**TEXT TO READ:**
· · ·

Skip to content

Troubleshooting Guide

Find which resources are tagged with karpenter.sh/discovery=${CLUSTER_NAME}

# List all resources with the tag: Key=karpenter.sh/discovery,Values=${CLUSTER_NAME}
aws resourcegroupstaggingapi get-resources \
    --tag-filters "Key=karpenter.sh/discovery,Values=${CLUSTER_NAME}" \
    --query 'ResourceTagMappingList[]' --output text \
    | sed 's/arn:/\n----------\narn:/g'

Helpful bash functions

alias klogs_karpenter="kubectl logs -f -n karpenter -l app.kubernetes.io/name=karpenter"
alias klogs_coredns="kubectl logs -f -n kube-system deploy/coredns"
alias klogs_aws_node="kubectl logs -f -n kube-system -l k8s-app=aws-node"

Debug Cluster DNS

cat <<EOF | kubectl apply -f -
apiVersion: v1
kind: Pod
metadata:
  name: dnsutils
  namespace: default
spec:
  containers:
  - name: dnsutils
    image: registry.k8s.io/e2e-test-images/jessie-dnsutils:1.3
    command:
      - sleep
      - "infinity"
    imagePullPolicy: IfNotPresent
  restartPolicy: Always
  # nodeName: ip-105-64-46-249.eu-central-1.compute.internal
EOF

# try to resolve cluster DNS from the pod
kubectl exec dnsutils -- nslookup kube-dns.kube-system
kubectl exec dnsutils -- nslookup kubernetes.default
kubectl exec dnsutils -- nslookup google.com

# if karpenter is installed
kubectl exec dnsutils -- nslookup karpenter.karpenter.svc

Test Pods having IP addresses from Secondary CIDR Block

kubectl create deployment nginx --image=nginx
kubectl scale --replicas=3 deployments/nginx
kubectl expose deployment/nginx --type=NodePort --port 80


kubectl port-forward svc/nginx 9090:80
# check localhost:9090 on browser

# try to see if the pods are running on the secondary CIDR block
# (p.s. ignore daemonset pods or hostNetwork:true pods)

· · ·

**DATA LINES:**
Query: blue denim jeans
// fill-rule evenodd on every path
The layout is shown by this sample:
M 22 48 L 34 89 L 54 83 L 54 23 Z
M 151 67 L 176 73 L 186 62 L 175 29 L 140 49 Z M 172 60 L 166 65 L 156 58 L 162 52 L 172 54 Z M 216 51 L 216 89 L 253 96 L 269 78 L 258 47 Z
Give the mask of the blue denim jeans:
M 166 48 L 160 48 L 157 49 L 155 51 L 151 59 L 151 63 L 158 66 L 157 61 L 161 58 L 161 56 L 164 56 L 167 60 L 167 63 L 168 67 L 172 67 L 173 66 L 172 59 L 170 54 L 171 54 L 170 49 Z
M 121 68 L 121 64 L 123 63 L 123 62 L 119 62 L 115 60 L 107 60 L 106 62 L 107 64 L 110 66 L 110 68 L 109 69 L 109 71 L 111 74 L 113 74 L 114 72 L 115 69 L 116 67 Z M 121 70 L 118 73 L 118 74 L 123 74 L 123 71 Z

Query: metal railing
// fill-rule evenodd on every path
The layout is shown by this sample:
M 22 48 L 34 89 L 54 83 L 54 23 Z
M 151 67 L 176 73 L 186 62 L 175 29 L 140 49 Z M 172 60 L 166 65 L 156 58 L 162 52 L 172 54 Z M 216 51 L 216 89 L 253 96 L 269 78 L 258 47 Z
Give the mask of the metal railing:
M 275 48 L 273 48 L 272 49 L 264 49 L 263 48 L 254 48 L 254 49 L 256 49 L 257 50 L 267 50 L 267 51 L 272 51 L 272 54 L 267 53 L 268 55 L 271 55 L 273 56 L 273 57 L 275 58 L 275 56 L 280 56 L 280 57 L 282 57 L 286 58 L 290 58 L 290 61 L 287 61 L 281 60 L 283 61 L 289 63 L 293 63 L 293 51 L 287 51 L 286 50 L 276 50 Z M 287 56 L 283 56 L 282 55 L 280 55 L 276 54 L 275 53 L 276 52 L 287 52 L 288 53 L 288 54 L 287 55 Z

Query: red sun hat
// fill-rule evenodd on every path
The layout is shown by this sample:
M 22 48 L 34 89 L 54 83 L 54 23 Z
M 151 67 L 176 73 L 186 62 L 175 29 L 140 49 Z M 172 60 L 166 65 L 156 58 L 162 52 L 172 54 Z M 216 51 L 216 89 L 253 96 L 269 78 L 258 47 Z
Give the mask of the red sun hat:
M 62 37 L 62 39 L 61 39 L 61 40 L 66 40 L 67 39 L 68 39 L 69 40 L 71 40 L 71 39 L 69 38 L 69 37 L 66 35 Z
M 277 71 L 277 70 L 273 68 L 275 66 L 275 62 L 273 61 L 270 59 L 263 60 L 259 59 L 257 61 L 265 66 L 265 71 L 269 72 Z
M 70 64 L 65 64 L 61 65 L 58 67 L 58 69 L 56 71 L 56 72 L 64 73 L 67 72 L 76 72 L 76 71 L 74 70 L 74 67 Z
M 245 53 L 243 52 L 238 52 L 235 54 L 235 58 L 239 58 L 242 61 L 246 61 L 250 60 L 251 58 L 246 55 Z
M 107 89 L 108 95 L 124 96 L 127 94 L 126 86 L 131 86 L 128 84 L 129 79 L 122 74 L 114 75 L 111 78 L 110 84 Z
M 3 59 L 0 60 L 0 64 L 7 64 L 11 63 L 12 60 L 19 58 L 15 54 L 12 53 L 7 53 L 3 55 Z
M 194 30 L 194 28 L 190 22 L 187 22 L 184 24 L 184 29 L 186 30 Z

· · ·

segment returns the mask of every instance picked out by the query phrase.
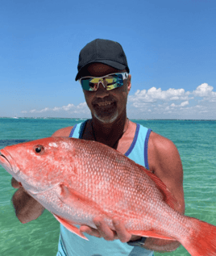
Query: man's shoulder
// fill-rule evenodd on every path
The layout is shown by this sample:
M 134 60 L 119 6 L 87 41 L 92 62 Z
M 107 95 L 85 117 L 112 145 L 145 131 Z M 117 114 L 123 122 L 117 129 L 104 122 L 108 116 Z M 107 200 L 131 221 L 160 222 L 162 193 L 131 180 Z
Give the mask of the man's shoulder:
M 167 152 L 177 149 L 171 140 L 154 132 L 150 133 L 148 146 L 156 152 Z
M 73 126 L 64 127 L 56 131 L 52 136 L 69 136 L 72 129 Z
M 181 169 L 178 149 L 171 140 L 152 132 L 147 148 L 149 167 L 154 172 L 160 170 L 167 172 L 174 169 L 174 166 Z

· · ·

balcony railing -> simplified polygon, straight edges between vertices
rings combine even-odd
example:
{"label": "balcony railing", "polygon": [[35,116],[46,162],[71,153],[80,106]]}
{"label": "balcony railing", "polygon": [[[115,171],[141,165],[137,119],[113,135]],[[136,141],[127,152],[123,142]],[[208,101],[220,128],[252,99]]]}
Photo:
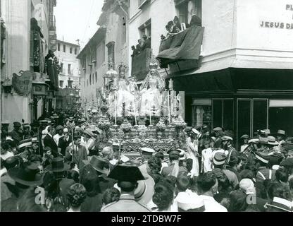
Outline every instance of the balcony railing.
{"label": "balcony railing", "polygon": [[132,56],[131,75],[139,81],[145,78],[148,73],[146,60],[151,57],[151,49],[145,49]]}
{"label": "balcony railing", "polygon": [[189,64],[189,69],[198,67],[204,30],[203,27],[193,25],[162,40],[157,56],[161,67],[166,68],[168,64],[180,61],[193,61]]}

· · ·

**EXERCISE INSTRUCTIONS:** In the troubleshooting guide, which container image does the dnsutils pod run?

**RESULT OF THE EXERCISE:** registry.k8s.io/e2e-test-images/jessie-dnsutils:1.3